-- Start --
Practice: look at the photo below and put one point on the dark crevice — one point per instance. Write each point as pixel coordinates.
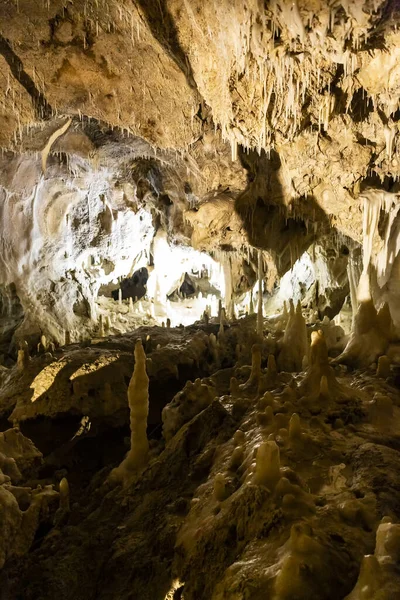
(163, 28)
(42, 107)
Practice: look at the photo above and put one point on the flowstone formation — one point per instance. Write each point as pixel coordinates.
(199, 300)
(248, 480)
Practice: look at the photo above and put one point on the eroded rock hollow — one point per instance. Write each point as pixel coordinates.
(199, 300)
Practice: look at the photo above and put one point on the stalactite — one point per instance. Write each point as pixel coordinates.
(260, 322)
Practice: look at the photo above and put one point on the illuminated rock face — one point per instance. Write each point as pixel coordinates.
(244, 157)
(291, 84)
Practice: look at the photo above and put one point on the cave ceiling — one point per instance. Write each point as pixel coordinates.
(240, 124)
-- End --
Copy out everything from the line containing "on the cave" down to the last line, both included, word for word.

Practice: look at the photo above and put one point on the cave ceiling — one point per instance. Write each point as pixel coordinates.
(240, 124)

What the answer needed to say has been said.